# [TASK TO CARRY OUT]
Work through the data line by line, gathering every line that has the word "bridge".

(Stored data entries)
┌──

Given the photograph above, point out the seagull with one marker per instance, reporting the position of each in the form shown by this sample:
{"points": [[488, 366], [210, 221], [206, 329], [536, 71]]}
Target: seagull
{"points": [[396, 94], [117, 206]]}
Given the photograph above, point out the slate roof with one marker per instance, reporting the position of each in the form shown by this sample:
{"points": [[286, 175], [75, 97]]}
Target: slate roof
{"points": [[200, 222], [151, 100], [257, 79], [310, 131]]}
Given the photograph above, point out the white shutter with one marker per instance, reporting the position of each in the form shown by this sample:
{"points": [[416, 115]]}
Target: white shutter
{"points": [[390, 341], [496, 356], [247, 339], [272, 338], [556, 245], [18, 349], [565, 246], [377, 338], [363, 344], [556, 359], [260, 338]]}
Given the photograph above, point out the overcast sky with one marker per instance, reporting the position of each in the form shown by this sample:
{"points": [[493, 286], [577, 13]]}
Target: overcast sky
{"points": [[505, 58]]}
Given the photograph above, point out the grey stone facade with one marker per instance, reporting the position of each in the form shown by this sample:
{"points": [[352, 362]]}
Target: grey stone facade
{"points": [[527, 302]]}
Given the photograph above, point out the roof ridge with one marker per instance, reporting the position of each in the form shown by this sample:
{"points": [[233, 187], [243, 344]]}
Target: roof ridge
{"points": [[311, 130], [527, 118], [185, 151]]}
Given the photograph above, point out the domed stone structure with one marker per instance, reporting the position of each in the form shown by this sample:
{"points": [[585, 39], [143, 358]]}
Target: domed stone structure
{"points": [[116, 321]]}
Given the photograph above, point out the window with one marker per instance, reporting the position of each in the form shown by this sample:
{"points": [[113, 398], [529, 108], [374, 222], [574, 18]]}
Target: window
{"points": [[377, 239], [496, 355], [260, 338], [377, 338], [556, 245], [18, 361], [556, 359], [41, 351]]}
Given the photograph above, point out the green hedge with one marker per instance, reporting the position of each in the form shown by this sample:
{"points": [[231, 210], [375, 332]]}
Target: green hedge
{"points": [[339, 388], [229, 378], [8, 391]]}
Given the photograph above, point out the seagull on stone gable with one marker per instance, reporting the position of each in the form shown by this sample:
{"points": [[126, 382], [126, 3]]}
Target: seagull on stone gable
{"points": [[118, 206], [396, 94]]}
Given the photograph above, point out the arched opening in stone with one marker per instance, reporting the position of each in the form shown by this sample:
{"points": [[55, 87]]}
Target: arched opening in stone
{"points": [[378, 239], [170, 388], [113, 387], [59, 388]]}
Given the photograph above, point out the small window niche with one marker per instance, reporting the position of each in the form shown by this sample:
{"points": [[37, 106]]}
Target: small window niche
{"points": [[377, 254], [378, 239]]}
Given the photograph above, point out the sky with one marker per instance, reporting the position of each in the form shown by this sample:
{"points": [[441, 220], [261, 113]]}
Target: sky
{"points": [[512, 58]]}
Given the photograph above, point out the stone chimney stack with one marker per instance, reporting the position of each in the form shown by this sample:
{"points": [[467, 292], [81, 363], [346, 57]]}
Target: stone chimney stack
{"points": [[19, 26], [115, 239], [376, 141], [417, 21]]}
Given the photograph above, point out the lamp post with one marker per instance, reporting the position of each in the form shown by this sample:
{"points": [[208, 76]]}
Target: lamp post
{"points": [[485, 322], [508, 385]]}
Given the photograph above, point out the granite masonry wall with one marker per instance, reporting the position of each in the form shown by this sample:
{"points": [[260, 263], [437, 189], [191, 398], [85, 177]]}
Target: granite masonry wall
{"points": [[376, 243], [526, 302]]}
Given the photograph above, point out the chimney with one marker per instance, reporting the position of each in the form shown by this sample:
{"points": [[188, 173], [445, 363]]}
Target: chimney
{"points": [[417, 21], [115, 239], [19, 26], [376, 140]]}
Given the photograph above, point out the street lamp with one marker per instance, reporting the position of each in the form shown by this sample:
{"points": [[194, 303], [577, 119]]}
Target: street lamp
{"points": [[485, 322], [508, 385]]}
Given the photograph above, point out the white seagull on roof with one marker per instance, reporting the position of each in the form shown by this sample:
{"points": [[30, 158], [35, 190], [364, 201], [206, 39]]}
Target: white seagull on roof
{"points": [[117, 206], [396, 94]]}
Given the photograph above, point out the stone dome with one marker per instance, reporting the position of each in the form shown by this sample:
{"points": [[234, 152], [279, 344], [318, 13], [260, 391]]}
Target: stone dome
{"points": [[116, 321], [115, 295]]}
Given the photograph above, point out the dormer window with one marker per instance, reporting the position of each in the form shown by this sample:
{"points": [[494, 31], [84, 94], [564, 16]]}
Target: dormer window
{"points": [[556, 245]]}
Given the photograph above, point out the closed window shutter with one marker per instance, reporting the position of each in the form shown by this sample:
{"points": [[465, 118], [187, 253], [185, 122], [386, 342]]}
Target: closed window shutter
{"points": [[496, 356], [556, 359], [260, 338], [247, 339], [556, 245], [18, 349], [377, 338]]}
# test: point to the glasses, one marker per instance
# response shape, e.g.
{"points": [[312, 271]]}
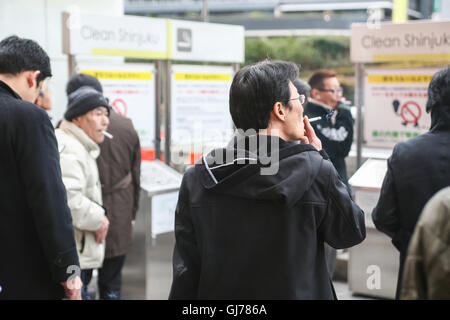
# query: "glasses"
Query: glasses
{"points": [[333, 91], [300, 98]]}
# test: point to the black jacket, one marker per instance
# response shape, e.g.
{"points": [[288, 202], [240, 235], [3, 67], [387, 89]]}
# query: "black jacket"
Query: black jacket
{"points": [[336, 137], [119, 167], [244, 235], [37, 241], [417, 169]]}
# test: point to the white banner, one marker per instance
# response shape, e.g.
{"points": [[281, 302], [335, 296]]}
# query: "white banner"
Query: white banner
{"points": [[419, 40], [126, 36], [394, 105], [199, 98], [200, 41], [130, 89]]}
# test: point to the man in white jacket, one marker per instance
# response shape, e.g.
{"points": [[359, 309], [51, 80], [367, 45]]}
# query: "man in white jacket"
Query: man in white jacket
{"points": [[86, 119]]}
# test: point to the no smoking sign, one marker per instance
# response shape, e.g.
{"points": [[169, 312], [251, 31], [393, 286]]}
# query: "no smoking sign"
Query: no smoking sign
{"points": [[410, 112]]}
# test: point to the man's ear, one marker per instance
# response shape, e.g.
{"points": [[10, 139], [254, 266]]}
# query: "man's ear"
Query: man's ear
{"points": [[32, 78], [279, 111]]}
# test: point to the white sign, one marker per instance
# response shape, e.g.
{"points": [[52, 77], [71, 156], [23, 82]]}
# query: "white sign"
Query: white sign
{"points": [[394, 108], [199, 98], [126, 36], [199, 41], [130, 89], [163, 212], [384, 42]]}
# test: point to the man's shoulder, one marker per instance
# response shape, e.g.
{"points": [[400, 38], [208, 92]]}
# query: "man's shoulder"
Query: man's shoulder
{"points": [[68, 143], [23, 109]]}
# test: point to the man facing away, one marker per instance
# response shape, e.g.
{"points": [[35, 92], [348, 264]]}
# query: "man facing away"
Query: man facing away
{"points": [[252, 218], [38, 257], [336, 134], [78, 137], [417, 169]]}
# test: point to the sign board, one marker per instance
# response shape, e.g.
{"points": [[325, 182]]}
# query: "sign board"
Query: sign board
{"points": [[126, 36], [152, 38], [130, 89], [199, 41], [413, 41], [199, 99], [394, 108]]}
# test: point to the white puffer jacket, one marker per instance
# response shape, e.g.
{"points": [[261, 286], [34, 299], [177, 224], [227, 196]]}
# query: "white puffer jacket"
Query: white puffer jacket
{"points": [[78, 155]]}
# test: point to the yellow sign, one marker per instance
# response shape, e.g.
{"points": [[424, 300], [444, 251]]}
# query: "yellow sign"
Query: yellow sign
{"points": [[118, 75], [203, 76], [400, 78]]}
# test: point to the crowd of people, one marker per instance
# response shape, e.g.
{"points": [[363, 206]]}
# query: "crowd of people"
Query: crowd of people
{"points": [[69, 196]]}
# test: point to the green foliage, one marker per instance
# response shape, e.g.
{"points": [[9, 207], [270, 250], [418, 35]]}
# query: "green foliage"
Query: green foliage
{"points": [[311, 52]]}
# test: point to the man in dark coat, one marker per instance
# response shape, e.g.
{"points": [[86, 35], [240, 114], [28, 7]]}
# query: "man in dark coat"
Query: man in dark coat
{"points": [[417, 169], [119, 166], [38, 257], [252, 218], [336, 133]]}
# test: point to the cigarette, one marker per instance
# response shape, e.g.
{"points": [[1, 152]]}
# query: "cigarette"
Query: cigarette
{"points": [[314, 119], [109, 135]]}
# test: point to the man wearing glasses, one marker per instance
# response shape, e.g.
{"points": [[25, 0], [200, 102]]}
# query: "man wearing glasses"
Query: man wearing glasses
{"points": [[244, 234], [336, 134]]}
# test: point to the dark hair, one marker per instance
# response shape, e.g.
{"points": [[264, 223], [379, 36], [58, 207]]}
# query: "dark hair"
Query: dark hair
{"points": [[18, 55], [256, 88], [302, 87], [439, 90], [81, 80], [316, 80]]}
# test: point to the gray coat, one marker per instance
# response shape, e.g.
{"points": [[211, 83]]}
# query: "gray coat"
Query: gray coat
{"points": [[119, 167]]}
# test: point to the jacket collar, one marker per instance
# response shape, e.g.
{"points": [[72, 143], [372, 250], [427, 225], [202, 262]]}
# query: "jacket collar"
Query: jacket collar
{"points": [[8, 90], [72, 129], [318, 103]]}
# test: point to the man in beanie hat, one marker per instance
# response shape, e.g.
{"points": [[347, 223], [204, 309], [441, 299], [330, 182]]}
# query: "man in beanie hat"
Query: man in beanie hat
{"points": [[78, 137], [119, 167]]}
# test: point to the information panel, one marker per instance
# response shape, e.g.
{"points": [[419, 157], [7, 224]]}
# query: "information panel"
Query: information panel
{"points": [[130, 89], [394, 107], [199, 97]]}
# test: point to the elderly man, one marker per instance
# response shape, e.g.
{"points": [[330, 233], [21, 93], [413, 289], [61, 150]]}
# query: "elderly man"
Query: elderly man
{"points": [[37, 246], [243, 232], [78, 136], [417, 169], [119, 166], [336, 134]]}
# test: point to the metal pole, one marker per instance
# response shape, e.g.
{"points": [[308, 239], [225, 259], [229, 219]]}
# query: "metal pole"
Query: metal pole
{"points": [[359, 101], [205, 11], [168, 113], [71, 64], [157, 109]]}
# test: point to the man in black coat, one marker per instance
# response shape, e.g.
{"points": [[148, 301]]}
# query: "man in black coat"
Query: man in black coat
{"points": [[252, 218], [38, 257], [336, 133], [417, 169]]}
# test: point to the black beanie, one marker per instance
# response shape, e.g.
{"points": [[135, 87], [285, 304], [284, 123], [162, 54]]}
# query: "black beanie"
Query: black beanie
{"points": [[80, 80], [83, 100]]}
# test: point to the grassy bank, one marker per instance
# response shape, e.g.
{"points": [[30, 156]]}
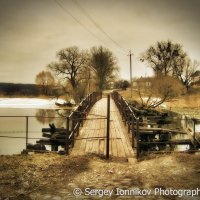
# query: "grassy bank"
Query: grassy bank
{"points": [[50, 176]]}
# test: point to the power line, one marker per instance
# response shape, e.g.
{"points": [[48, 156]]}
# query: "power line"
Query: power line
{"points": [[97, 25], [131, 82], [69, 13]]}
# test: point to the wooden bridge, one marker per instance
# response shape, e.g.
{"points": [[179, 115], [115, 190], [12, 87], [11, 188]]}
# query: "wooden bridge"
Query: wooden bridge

└──

# [ANSWER FOR THE TASK]
# test: point to the wooden bridge, one marker per instance
# query: "wooden bridge"
Query: wooden bridge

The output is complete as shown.